Some entries:
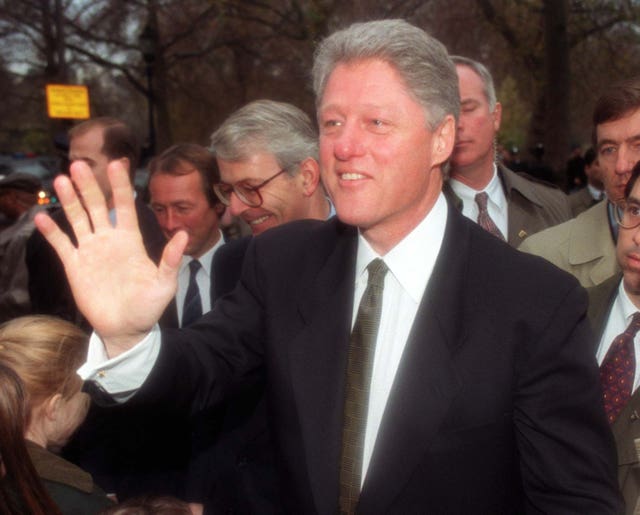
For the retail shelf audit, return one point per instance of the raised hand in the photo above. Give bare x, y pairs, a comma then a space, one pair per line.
120, 291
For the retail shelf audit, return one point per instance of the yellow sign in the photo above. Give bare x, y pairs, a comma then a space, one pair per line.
65, 101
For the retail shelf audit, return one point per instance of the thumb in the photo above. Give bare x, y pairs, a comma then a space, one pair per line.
171, 256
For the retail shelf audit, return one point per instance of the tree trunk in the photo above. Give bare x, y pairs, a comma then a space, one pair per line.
557, 86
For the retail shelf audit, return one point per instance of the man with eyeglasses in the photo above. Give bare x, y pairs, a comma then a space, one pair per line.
268, 157
412, 362
614, 312
585, 245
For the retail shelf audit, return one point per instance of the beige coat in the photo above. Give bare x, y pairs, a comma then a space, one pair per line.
583, 246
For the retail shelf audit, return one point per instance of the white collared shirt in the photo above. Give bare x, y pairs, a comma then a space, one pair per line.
619, 319
497, 205
203, 278
410, 265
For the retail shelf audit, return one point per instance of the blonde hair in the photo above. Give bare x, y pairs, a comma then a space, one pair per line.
45, 352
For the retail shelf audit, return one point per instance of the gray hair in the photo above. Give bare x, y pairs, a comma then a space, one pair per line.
421, 60
276, 128
484, 74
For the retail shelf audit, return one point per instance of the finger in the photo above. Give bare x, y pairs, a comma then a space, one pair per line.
123, 198
91, 195
76, 215
172, 254
56, 238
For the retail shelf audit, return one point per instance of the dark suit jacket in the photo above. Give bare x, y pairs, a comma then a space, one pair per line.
626, 428
49, 289
225, 270
532, 205
495, 407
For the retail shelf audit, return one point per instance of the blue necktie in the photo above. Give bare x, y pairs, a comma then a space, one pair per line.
192, 302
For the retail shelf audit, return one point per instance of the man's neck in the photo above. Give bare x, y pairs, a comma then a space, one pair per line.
320, 207
477, 176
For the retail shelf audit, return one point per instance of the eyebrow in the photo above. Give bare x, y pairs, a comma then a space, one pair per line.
632, 139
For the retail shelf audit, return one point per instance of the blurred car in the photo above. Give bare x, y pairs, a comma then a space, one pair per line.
32, 166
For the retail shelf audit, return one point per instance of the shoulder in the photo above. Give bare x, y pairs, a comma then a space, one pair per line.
601, 299
58, 470
586, 224
233, 250
304, 236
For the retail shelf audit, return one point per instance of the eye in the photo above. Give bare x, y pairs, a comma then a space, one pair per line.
330, 125
607, 150
633, 210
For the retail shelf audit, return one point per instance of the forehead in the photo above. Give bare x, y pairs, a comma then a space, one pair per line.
175, 185
91, 140
469, 81
258, 166
628, 126
369, 81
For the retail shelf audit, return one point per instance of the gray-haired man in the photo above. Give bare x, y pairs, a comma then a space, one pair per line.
463, 387
267, 153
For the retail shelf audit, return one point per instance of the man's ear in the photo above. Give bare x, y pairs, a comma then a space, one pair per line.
497, 116
444, 137
52, 406
126, 164
309, 174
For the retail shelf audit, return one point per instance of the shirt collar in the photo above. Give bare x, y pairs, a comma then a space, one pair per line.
493, 189
411, 260
628, 308
206, 258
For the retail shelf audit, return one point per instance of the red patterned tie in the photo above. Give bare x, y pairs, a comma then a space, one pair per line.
484, 220
618, 369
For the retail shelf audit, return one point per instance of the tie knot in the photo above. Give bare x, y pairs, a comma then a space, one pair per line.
377, 270
481, 200
194, 266
634, 325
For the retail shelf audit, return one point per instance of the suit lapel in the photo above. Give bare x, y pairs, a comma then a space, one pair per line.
317, 356
426, 380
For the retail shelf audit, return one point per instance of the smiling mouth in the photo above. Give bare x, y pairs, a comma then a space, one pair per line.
352, 176
258, 221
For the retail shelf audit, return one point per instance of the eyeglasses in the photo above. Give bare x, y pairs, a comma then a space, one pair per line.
627, 214
247, 193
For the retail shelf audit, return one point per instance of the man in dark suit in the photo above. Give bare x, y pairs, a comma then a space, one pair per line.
612, 307
593, 191
518, 206
95, 142
480, 398
181, 194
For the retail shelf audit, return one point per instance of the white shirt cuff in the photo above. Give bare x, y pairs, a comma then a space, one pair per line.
123, 375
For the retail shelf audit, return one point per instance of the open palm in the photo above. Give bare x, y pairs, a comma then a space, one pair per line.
120, 291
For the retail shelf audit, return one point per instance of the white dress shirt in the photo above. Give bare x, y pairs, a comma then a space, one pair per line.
410, 265
497, 205
203, 278
619, 319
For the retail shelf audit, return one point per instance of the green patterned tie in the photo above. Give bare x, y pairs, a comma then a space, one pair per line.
359, 367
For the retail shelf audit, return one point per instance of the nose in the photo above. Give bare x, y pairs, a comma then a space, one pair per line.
626, 159
636, 235
170, 221
236, 206
349, 142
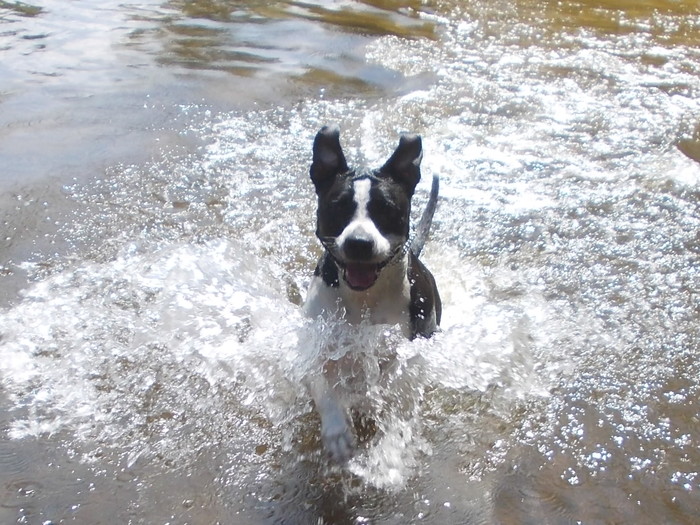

Task to carry out –
How many lines of the entries above contain the string "white", counting only matches with the same case? Reply with the number alone.

Exercise solution –
3